- INSTRUÇÃO DADA A -
Nos registros abaixo, edite tudo desde a linha que contém "Scouting pass: put a marker on the smallmouth" até a linha que contém "[(103, 187)]", incluindo as duas, e substitua "Scouting pass" por "Survey pass" sem alterar mais nada. Devolva somente essas linhas.

- TRECHO DO DOCUMENTO -
Juliana ficou chocada. "Ninguém se mostrou perturbado, e apenas um dos meus interlocutores perguntou qual o motivo da minha decisão." Em outras comunidades, ela encontrou pessoas disseminando abertamente a violência e a intolerância, como homofobia e racismo. Uma antropóloga ouvida por ela identificou 14 mil sites de conteúdo nazista. Numa sala de bate-papo, a repórter começou a conversar com um homem de declarados 22 anos. "Eu disse que tinha 12 anos, mas meu interlocutor não se intimidou. ’Curte falar de sexo?’, continuou. ’Sou tímida’, recuei. ’Já fez sexo?’, ele insistiu. Respondi que não e perguntei se não me achava muito nova. ’Só pra gente brincar, só matar a curiosidade (...). Você me mostra algumas coisinhas, eu te mostro tudinho que você tem vontade.’ Ela concluiu que, como não há controle, "crianças de qualquer idade poderiam estar participando da conversa."

O resultado desse mergulho em zonas sombrias da internet levou a jornalista a questionar: "Onde termina a liberdade de expressão e onde começa o crime?" É bem verdade que, como ela admite, não foi a rede que inventou essas patologias; "ela apenas facilita a conexão entre as pessoas". Mas é crescente a influência do mundo virtual sobre o real. Em 2006, um jovem gaúcho de 16 anos se suicidou induzido por seu grupo de discussão a inalar monóxido de carbono. No ano seguinte, em Ponta Grossa, outro jovem se matou de forma semelhante. Nos EUA há uma infinidade de casos iguais. É um princípio de imitação que parece funcionar para os comportamentos desviantes.

Evitar que um instrumento tão útil e poderoso como a internet seja usado impunemente para promover o mal, eis uma das questões cruciais dessa nossa sociedade de informação.
O texto acima é de Zuenir Ventura e foi publicado ontem no GLOBO

Um comentário:

Anônimo disse...

O que fica claro nesse trabalho da Juliana e´que cresce cada dia mais a quantidade de pessoas que empurram a vida com a barriga, ao invés de viver, e por isso não amam a vida, e por não amarem a vida,incentivaram a reporter ao suicídio e outras coisas mais.
Como disse Zuenir Ventura: "Evitar que um instrumento tão útil e poderoso como a internet seja usado impunemente para promover o mal, eis uma das questões cruciais dessa nossa sociedade de informação".

- INSTRUÇÃO DADA B -
Reproduza sem nenhuma alteração o trecho do texto sobre os perigos da internet que vai de "O texto acima" até "outras coisas mais.", incluindo esses dois pontos.

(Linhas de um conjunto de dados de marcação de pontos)

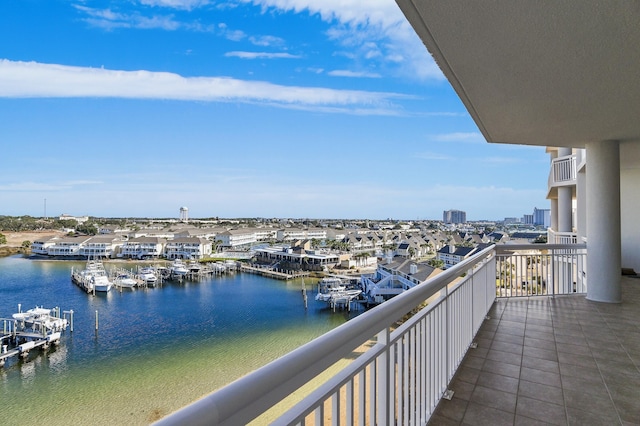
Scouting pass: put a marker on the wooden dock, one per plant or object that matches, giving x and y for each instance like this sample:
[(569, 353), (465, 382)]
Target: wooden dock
[(269, 272)]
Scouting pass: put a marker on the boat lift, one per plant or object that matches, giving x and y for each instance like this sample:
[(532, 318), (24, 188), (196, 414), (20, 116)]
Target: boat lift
[(35, 328)]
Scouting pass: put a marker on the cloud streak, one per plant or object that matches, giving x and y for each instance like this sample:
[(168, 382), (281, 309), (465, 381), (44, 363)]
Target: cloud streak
[(260, 55), (37, 80)]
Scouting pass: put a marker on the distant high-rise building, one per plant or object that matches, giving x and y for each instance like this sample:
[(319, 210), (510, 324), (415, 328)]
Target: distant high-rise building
[(454, 216), (184, 214)]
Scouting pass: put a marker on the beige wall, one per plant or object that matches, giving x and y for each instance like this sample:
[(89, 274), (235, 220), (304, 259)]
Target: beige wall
[(630, 204)]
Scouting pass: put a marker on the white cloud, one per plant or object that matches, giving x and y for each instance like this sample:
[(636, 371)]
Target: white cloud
[(347, 73), (176, 4), (261, 55), (107, 19), (266, 41), (433, 156), (357, 24), (37, 80), (471, 137)]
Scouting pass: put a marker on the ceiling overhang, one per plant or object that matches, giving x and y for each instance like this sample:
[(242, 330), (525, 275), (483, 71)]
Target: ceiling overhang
[(543, 73)]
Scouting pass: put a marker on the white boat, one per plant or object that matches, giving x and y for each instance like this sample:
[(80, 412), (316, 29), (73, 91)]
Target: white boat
[(178, 269), (334, 292), (328, 287), (148, 275), (93, 277), (125, 280), (40, 319)]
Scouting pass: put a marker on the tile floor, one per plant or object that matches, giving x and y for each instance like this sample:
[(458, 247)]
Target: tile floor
[(551, 361)]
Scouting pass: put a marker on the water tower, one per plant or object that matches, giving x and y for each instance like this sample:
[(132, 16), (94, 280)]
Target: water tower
[(184, 214)]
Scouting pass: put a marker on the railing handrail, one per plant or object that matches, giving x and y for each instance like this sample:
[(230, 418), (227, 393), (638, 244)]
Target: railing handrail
[(501, 248), (248, 397)]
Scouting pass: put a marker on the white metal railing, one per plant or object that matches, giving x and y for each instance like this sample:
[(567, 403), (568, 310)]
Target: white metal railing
[(564, 169), (400, 378), (555, 237), (541, 269)]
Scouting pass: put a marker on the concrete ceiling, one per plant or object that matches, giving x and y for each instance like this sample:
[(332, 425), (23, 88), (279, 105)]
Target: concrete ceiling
[(556, 73)]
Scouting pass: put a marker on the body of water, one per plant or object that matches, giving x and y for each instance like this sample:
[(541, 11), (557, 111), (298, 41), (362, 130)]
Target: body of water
[(156, 349)]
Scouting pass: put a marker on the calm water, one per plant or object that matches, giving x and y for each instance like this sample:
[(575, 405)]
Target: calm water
[(155, 351)]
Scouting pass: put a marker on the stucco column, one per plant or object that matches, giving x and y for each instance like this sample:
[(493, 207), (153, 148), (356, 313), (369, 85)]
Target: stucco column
[(604, 257)]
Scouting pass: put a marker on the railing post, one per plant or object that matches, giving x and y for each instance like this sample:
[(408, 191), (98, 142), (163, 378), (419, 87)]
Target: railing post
[(383, 413)]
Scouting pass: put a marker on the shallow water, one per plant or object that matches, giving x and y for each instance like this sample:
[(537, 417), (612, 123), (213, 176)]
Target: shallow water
[(155, 350)]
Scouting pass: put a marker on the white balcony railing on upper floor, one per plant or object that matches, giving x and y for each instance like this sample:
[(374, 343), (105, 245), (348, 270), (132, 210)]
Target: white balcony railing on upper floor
[(416, 341), (564, 171), (555, 237)]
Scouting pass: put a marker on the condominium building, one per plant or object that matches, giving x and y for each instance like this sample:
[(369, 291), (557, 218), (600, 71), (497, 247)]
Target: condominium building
[(454, 216), (560, 75)]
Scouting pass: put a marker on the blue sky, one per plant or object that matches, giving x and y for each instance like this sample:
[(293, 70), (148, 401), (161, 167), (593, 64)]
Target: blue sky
[(257, 108)]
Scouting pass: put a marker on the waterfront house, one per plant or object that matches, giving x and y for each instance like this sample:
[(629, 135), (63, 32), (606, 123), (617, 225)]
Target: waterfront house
[(558, 74), (100, 246), (41, 245), (298, 257), (451, 254), (188, 248), (288, 234), (235, 239), (67, 247), (143, 248)]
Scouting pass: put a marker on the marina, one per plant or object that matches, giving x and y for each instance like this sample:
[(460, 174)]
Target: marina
[(35, 328), (339, 292), (266, 271), (156, 348)]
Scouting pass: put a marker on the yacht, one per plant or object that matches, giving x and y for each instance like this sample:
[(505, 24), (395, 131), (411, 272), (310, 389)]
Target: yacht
[(178, 269), (148, 275)]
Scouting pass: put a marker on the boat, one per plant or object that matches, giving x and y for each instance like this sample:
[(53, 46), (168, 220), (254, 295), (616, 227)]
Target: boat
[(328, 287), (178, 269), (334, 292), (124, 279), (93, 278), (40, 320), (148, 275)]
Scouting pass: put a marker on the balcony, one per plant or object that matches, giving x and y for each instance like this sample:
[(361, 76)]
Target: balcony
[(564, 172), (449, 351)]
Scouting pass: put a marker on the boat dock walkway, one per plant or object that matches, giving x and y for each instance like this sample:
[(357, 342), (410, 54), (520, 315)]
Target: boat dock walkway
[(271, 273)]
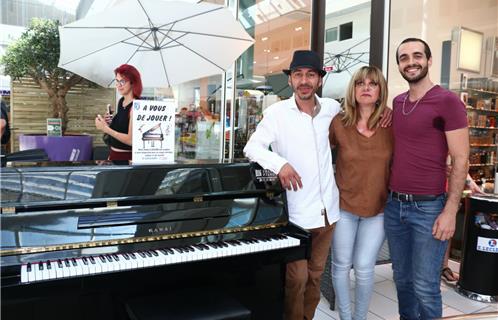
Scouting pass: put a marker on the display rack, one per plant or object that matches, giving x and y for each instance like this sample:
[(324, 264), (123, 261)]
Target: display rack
[(480, 96)]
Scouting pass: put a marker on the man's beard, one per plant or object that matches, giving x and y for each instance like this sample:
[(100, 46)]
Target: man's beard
[(308, 96), (423, 74)]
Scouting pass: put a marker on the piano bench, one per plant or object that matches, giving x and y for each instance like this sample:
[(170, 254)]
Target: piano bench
[(194, 304)]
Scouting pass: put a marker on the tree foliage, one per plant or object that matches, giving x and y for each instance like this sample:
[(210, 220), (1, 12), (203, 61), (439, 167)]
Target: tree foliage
[(36, 54)]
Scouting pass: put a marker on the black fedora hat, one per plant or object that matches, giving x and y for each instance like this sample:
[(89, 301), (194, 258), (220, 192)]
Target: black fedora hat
[(306, 59)]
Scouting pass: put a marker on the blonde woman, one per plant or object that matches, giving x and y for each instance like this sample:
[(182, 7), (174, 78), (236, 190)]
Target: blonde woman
[(362, 175)]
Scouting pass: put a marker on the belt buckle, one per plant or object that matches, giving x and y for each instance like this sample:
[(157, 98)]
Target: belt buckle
[(404, 197)]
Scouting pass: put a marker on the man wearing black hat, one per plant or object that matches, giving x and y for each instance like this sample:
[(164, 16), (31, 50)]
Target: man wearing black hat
[(297, 130)]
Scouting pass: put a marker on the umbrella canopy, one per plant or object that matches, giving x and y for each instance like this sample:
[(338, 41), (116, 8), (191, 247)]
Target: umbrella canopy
[(169, 42)]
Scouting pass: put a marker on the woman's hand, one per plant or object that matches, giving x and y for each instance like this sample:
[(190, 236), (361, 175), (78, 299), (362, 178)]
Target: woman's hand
[(100, 123)]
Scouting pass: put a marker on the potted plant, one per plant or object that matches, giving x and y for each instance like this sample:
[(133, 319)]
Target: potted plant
[(36, 54)]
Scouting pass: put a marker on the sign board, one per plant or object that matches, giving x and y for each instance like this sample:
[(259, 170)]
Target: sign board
[(487, 244), (153, 132), (54, 127)]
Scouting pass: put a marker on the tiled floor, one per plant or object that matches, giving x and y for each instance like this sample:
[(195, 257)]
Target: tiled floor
[(384, 301)]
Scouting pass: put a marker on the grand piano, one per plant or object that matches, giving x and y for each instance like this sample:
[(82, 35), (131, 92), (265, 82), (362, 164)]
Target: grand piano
[(82, 242)]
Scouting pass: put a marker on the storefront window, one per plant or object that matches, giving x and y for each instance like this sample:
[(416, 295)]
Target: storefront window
[(283, 28), (198, 119), (462, 37)]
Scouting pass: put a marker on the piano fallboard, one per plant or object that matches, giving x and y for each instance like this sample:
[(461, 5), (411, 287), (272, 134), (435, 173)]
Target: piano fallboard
[(94, 236)]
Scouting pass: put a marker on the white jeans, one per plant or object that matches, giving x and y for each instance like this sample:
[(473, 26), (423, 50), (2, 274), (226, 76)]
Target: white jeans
[(356, 242)]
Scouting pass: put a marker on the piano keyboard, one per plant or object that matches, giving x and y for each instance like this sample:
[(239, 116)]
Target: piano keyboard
[(74, 267)]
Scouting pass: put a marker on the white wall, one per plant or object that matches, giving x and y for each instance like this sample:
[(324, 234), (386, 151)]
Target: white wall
[(434, 21)]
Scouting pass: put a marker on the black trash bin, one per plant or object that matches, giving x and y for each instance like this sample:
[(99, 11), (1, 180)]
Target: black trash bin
[(479, 266)]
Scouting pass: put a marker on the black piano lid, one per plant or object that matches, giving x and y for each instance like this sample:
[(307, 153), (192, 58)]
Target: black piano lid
[(51, 188), (49, 207)]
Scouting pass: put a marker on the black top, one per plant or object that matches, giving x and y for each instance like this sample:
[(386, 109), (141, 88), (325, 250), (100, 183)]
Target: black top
[(120, 123), (5, 116)]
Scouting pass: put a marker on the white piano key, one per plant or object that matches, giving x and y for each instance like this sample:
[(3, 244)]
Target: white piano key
[(51, 272), (31, 275), (24, 273)]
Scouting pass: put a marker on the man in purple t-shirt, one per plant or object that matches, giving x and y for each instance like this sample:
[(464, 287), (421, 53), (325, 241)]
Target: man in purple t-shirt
[(428, 123)]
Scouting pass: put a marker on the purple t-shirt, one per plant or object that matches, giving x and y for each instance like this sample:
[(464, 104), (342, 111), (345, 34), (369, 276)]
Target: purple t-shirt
[(420, 147)]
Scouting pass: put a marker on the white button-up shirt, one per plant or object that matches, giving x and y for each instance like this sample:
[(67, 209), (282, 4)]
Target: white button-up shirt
[(302, 141)]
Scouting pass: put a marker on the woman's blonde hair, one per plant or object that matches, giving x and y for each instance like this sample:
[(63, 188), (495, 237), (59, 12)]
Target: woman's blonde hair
[(351, 115)]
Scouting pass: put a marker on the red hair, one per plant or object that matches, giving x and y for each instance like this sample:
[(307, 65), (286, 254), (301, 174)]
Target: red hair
[(131, 74)]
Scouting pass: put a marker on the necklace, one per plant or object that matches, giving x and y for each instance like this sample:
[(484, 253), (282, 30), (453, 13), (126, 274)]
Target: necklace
[(416, 102)]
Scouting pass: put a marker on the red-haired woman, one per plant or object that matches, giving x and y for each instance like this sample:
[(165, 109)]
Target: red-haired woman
[(119, 127)]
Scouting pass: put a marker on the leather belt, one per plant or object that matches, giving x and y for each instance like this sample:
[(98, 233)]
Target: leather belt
[(405, 197)]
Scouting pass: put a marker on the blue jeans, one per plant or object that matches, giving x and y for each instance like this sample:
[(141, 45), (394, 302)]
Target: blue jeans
[(416, 256), (356, 241)]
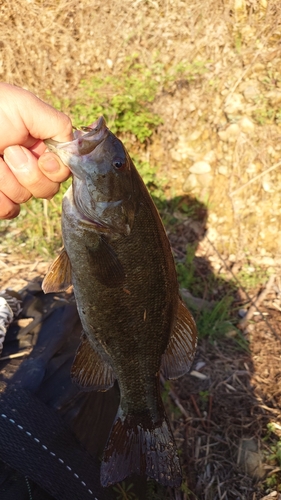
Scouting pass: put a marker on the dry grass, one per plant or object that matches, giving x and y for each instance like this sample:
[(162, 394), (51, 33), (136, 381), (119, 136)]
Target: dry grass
[(51, 46), (232, 62)]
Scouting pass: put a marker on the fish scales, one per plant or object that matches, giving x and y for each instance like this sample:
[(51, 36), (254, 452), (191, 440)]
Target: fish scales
[(119, 259)]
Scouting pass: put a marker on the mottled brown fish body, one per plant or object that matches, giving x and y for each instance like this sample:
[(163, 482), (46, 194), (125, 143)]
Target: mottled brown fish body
[(126, 290)]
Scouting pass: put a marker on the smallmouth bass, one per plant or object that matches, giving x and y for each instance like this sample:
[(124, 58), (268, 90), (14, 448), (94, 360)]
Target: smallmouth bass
[(118, 258)]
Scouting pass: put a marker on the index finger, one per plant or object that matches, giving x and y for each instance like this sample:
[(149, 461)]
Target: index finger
[(28, 119)]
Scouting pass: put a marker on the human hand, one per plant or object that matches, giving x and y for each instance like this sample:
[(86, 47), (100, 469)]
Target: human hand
[(26, 170)]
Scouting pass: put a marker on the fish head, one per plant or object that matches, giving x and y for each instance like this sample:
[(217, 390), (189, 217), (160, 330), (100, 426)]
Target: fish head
[(103, 187)]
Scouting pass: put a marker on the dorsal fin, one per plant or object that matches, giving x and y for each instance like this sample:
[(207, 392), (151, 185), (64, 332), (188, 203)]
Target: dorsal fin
[(58, 277), (90, 370), (179, 355)]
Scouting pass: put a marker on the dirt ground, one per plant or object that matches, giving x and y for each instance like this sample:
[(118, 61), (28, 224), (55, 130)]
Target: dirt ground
[(226, 413), (220, 412)]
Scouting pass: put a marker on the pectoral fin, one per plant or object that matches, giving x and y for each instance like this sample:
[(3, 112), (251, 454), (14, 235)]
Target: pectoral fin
[(89, 370), (179, 355), (58, 278), (106, 265)]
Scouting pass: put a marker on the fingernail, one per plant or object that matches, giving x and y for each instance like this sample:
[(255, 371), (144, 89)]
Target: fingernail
[(15, 157), (49, 164)]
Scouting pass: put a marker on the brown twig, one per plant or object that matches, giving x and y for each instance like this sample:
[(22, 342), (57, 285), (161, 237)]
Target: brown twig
[(257, 302)]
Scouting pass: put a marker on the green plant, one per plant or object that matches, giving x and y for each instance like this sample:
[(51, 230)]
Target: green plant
[(125, 102), (125, 491)]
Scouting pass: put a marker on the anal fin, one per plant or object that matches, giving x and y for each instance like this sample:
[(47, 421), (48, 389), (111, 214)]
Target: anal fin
[(179, 355), (137, 445), (89, 370), (58, 277)]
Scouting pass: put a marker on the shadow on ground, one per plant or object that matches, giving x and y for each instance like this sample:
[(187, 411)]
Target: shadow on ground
[(219, 412)]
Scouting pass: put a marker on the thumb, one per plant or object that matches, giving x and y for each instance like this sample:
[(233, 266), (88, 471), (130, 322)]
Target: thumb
[(53, 168)]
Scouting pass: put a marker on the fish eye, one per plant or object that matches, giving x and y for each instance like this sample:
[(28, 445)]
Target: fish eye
[(119, 164)]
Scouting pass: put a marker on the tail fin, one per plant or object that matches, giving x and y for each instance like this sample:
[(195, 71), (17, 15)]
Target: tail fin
[(136, 445)]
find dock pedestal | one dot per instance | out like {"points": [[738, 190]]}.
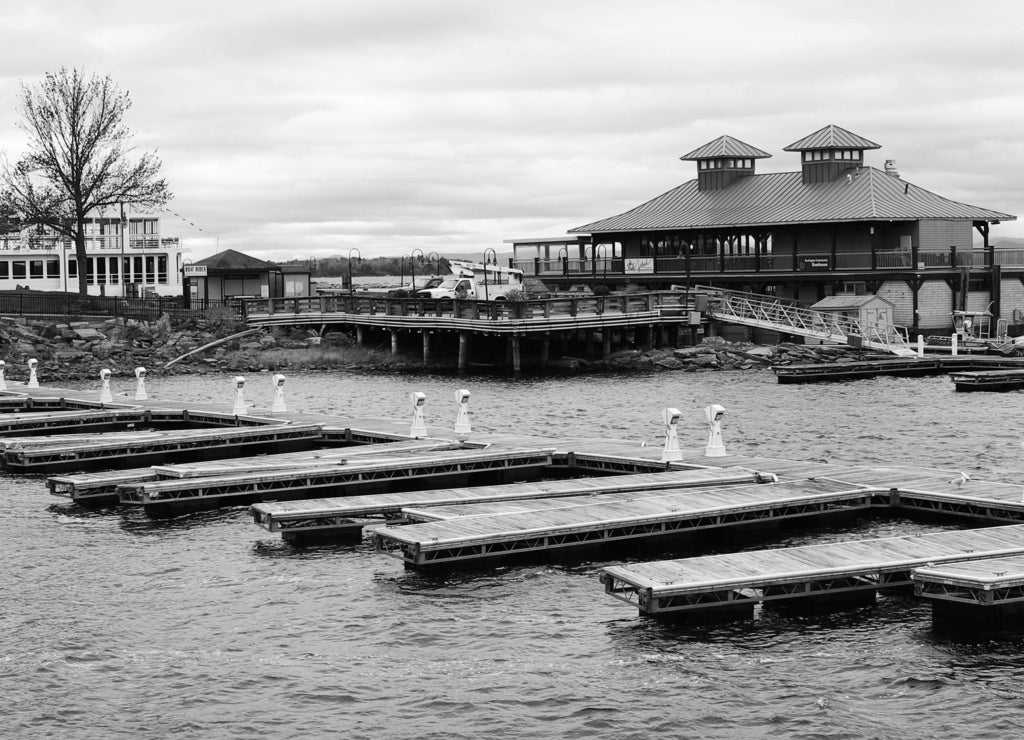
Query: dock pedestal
{"points": [[463, 350]]}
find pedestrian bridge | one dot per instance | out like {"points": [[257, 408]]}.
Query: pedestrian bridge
{"points": [[778, 315]]}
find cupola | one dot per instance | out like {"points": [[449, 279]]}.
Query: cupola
{"points": [[722, 161], [829, 151]]}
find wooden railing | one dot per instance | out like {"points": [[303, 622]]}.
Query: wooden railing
{"points": [[364, 304], [880, 260]]}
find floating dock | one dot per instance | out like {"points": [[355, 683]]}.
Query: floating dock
{"points": [[45, 458], [1003, 380], [983, 596], [322, 518], [557, 524], [102, 487], [905, 367], [172, 496]]}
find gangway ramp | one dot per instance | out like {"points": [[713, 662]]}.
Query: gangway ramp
{"points": [[775, 314]]}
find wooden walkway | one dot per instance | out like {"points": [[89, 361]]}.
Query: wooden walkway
{"points": [[721, 580]]}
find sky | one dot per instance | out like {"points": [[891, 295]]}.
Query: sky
{"points": [[310, 128]]}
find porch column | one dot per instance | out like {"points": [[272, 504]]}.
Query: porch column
{"points": [[516, 357]]}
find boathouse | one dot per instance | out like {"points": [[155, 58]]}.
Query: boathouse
{"points": [[869, 310], [833, 225], [233, 274]]}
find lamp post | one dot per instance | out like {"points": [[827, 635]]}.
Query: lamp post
{"points": [[495, 256], [358, 256], [412, 268]]}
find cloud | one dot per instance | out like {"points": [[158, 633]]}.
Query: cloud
{"points": [[387, 126]]}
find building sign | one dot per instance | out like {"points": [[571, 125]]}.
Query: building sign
{"points": [[640, 265], [815, 263]]}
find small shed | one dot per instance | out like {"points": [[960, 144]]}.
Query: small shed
{"points": [[868, 309], [233, 274]]}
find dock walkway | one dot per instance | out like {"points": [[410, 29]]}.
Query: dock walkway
{"points": [[744, 578]]}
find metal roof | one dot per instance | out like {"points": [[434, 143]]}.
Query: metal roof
{"points": [[832, 137], [775, 199], [232, 260], [725, 146], [838, 303]]}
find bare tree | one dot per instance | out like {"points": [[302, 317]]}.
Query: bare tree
{"points": [[79, 159]]}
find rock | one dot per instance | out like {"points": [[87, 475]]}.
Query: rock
{"points": [[87, 333], [669, 363]]}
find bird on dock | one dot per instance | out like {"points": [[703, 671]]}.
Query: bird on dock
{"points": [[961, 480]]}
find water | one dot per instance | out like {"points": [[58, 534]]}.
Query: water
{"points": [[207, 626]]}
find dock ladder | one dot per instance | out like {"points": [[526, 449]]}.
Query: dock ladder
{"points": [[776, 314]]}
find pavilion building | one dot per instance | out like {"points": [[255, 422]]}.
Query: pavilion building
{"points": [[835, 226]]}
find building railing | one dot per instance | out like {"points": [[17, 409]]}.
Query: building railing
{"points": [[880, 260], [49, 243], [33, 303]]}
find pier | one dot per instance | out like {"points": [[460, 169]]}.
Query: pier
{"points": [[463, 501]]}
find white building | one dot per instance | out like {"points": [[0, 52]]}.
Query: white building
{"points": [[137, 263]]}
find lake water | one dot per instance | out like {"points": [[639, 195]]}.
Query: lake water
{"points": [[208, 626]]}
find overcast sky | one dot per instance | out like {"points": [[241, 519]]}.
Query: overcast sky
{"points": [[307, 128]]}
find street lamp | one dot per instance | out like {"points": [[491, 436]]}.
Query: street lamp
{"points": [[358, 256], [495, 254]]}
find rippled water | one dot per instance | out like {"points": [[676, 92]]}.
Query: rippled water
{"points": [[207, 626]]}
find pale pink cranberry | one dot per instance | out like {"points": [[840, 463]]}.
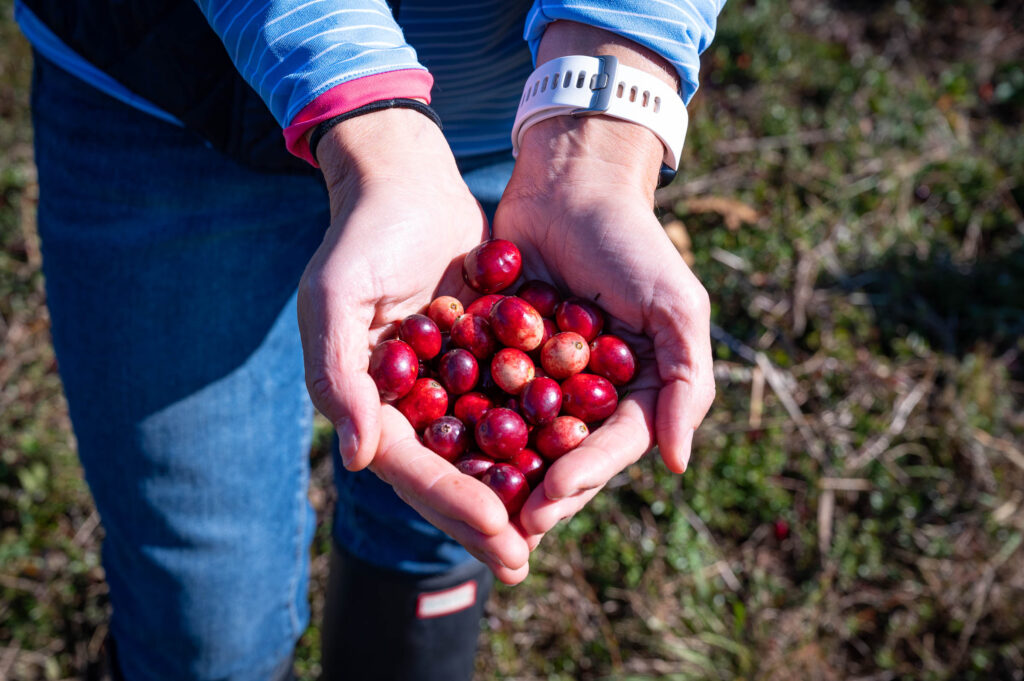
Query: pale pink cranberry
{"points": [[560, 436], [566, 353], [443, 311], [512, 370]]}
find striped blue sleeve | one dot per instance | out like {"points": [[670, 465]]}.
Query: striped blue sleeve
{"points": [[678, 30], [291, 51]]}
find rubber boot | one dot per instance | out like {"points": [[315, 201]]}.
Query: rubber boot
{"points": [[382, 625]]}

- RESPOSTA ESCRITA A -
Survey pass: put a marker on the smallmouth bass, one per plant or object that matches, giving x and y for each instance like this sample:
[(124, 58), (268, 90), (14, 448), (94, 360)]
Target: smallmouth bass
[(118, 258)]
Survey pass: put a marker on the index finger, one per plant or object that matches, giving x and y for each instance like this sample:
[(149, 461)]
Target: index finger
[(28, 119)]
Survey pass: put a marker on the human hand, one per plant or object that matches, giving x and y for each instance like this sample:
[(86, 47), (100, 469)]
Target: human hand
[(26, 170)]
Survey pass: put a marker on the fish head, one per plant or object that matches, giving x and y for each instance like this sample:
[(217, 390), (189, 217), (160, 330), (100, 426)]
Target: fish head
[(103, 187)]

- RESPOSTA ESCRITA B -
O texto acima é de Zuenir Ventura e foi publicado ontem no GLOBO

Um comentário:

Anônimo disse...

O que fica claro nesse trabalho da Juliana e´que cresce cada dia mais a quantidade de pessoas que empurram a vida com a barriga, ao invés de viver, e por isso não amam a vida, e por não amarem a vida,incentivaram a reporter ao suicídio e outras coisas mais.